Record excerpts →
◇ ◇ ◇ ◇ ◇
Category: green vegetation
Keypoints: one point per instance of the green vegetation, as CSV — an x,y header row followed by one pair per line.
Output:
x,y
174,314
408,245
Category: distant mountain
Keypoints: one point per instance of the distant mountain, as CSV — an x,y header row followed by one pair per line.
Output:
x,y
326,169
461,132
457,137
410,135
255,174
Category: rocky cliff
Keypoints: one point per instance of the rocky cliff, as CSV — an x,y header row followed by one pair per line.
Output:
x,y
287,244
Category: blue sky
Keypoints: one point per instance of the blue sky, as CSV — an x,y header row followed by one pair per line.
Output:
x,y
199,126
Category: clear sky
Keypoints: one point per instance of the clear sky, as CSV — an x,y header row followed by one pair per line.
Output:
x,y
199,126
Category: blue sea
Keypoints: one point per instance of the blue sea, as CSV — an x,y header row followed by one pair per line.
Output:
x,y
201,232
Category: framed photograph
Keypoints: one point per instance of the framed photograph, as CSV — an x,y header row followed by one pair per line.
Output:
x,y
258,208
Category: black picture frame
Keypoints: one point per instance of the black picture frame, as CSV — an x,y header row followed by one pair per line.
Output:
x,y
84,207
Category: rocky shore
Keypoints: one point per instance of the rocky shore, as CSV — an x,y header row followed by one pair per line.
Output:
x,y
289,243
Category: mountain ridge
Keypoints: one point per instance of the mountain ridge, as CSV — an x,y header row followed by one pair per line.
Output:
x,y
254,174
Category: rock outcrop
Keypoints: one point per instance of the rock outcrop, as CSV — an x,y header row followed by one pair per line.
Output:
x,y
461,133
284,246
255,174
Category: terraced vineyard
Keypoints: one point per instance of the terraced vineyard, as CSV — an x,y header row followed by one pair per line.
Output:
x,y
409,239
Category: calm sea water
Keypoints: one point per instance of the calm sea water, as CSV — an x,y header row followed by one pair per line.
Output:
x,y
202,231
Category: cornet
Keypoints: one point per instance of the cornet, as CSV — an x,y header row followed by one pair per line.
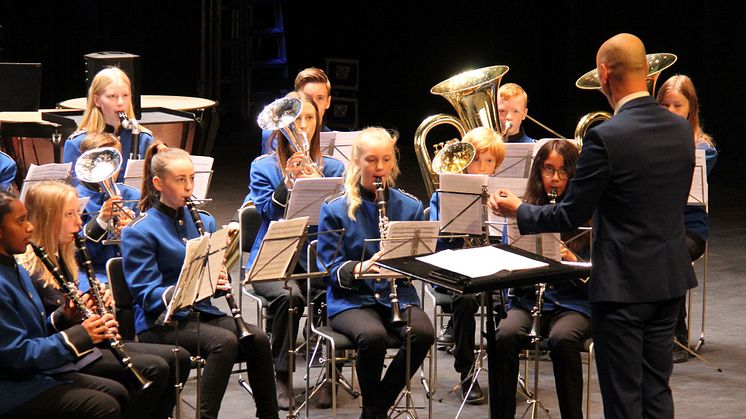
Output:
x,y
281,115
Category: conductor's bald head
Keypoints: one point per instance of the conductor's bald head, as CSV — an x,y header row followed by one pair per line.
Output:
x,y
622,66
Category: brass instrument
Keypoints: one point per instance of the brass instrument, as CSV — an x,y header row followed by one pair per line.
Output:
x,y
71,291
472,94
134,127
280,115
589,81
242,330
383,221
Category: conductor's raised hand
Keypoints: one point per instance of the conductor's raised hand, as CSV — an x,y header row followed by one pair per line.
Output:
x,y
504,203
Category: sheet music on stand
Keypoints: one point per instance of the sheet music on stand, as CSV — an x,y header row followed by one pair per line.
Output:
x,y
544,244
460,201
517,162
133,173
51,171
198,278
279,250
470,262
308,194
338,144
698,193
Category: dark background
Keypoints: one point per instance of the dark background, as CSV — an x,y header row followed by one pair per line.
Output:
x,y
404,48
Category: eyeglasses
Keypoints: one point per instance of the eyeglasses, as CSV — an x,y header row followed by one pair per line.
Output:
x,y
549,171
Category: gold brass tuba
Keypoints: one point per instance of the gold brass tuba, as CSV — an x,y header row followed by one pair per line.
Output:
x,y
472,94
589,81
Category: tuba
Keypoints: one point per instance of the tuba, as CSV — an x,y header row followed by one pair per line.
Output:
x,y
472,94
280,115
589,81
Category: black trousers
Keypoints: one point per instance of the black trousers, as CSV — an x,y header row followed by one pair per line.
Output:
◇ ◇ ◇ ◇ ◇
Task to complete → Return, word for word, every line from the line with "Category: sheet music on stand" to the final line of the data.

Exercise output →
Category: sheet music on stand
Keypoints: one point per instance of the sheet music on stand, as CSV — an x,y header row followed by one pair per line.
Output:
x,y
544,244
460,201
517,162
133,173
51,171
198,278
279,250
470,262
308,194
338,144
698,193
Category: dark background
Keypoints: one point per instance of the dark background, as CSV — an x,y header row followed by one pair per line.
Output:
x,y
404,48
Category: eyeglasses
Keypoints: one point per instance of the eyeglasses, as CSV — an x,y header row followed by one pair per line.
Output:
x,y
549,171
Category: gold brass tuba
Keypoints: one point per instance of the gold brass tuba, as CSV — an x,y header row followed by one pair per line.
Output:
x,y
472,94
589,81
Category: tuba
Keypoints: one point per instance of the tuba, as CSV — an x,y header row followed by one pair per line.
Output:
x,y
472,94
280,115
589,81
Category: black trousers
Keypoints: one point per instance of the black trousers, as CSV — an x,y header row followed by one pair per line.
Output:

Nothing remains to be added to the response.